Le docteur. — Peut-être. Reprenons le discours au point où nous l’avons laissé. Vous voilà rétabli, je suppose. Néanmoins vous devez mourir, tôt ou tard, après ce rétablissement. À mon tour je vous demande : « Et puis ; après ? ».
Le malade. — Bah ! docteur. Ceci ne regarde plus mon corps ; et, pour parler franchement, votre question n’a aucun sens pour moi.
Le docteur. — C’est ce que je craignais, pauvre ami. Dites plutôt que vous n’avez point le désir de vous en occuper. Au fond, cette question concerne votre corps aussi directement que l’esprit et l’âme qui l’animent. Après votre mort à ce monde-ci, savez-vous, pour sûr, ce qui vous arrivera ?
Le malade. — Vous m’obligeriez en me permettant une question avant d’exiger ma réponse.
Le docteur. — Accordé — de grand cœur.
Le malade. — Savez-vous vous-même, pour sûr, ce que vous deviendrez après cette vie-ci ?
Le docteur. — Je le sais, de la seule science certaine. Plaise au Dieu de toute grâce que votre réponse puisse être calquée sur la mienne :
Si je dois mourir…
Le malade. — Ha ! mais qu’est-ce que ceci ? Nous ne sommes donc pas, vous et moi, sur le même terrain ni dans les mêmes conditions quant à la mort corporelle ?
Le docteur. — Non ; malheureusement pour vous, notre position n’est point la même, ni quant à la mort corporelle, ni quant à la mort en général, ni sous aucune des faces de « la mort ». Je ne pourrais en parler pour moi-même comme j’en ai parlé pour vous. Je ne peux ni ne dois dire : « Je mourrai certainement ». Je sais que cela est possible ; mais chaque jour qui s’écoule le rend moins probable. J’attends le Seigneur Lui-même, non la mort. Mais n’abandonnons pas notre sujet. Nous pourrons reprendre celui-ci ensuite, dès que vous le voudrez.
Le malade. — Là-dessus, je ne vous laisserai pas longtemps tranquille. Votre restriction : « Si je dois mourir », m’a frappé désagréablement. Ce sont là d’étranges prétentions. Que ne me dites-vous tout d’un temps : Je ne suis pas sujet à la mort !
Le docteur. — En effet et grâces à Dieu, je ne suis plus un sujet de la mort. La mort est à moi, et moi à Christ, et Christ à Dieu. Le Saint Esprit, qui parle des rachetés en disant « nous », a déclaré que « nous ne nous endormirons pas tous, mais que nous serons tous changés, en un instant, en un clin d’œil, à la trompette suprême, car la trompette sonnera et les morts (en Christ) ressusciteront incorruptibles, et nous, nous serons changés ». Voilà ce que le Saint Esprit dit des chrétiens, sans acception de temps. Les uns s’endorment en Christ — mais non pas tous, non pas nous tous. Ceux-là ressusciteront premièrement. — Ensuite « nous, les vivants, les surrestants », nous serons transmués, sans passer par la mort, pour être « enlevés avec eux (avec les ressuscités) dans les nuées, à la rencontre du Seigneur, en l’air » (1 Cor. 15, 51-54 ; 1 Thess. 4, 13-18 ; etc.).

──────

* Tâches *
1) Dans le dialogue sur la mort, qu'est-ce que le docteur dit attendre, plutôt que la mort ?
2) Donnez la suite du dialogue sur la mort, en partant de sa dernière phrase.
Les données n'ont aucun lien avec le dialogue.

* Données fournies *

──────

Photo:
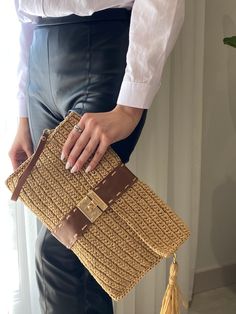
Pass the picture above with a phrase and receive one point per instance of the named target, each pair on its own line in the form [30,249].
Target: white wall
[217,220]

──────

* Réponses par tâche *
1) Le Seigneur Lui-même.

2)
Donc, si je dois m’endormir en Christ avant la venue du Seigneur et avant notre rassemblement auprès de Lui, je ressusciterai à la ressemblance du Fils de Dieu glorifié, avec un corps incorruptible, glorieux, puissant et spirituel.
Le malade. — Oh ! oh ! Vous prenez ces spéculations pour des vérités. « Un corps spirituel » ! J’aimerais bien vous voir avec ce corps-là.
Le docteur. — Je le désire encore plus vivement que vous ; bien plus, je ne désespère point de vous voir ainsi vous-même.
Le malade. — Continuons. Vous voilà incorruptible… Et puis ; après ?
Le docteur. — Je serai toujours avec le Seigneur, quoi qu’Il fasse et où qu’Il aille. Comprenez-vous bien cela ? Toujours avec le Seigneur Jésus, et dans la compagnie de Ses saints glorieux ; sans péché, ni souffrance, ni deuil, ni larmes, ni cri, ni douleur, ni aucun autre besoin que celui d’exprimer, à Dieu mon Sauveur, mon éternelle allégresse et ma reconnaissance constante. Toujours avec mon Rédempteur et mon Sauveur ; dans Son intimité parfaite, dans la lumière de la face de Dieu, mon Père, et dans la propre gloire du Seigneur Jésus Christ Lui-même…
Le malade. — Puisque vous croyez réellement cela, vous êtes bienheureux maintenant. Mais lorsque vous reconnaîtrez votre erreur, vous serez bien plus malheureux que moi qui, n’ayant pas de telles illusions, n’aurai pas non plus d’aussi douloureux mécomptes. Vos prétentions me font comprendre comment vous croyez posséder une réponse finale, décisive, péremptoire, à toute question qui concerne votre fin. S’il y a pour l’homme une gloire éternelle, si vous devez être toujours avec le Seigneur dans cette gloire, il est clair que là est la dernière réponse au dernier : « Et puis ; après ? ». Vous devez être parfaitement heureux dans vos visions.
Le docteur. — Je le suis, en effet, par la foi et dans mes espérances. La foi procure « une bonne espérance, par grâce ; une consolation éternelle ». Je voudrais que, vous aussi, vous fussiez, en quelque mesure au moins, heureux avec vos propres espérances. En avez-vous, et en quoi consistent-elles ? Sur quoi reposent-elles ? Le bonheur véritable dépend de la solution de ces questions. Permettez-moi donc de vous demander pour la dernière fois : Qu’espérez-vous après cette vie-ci ?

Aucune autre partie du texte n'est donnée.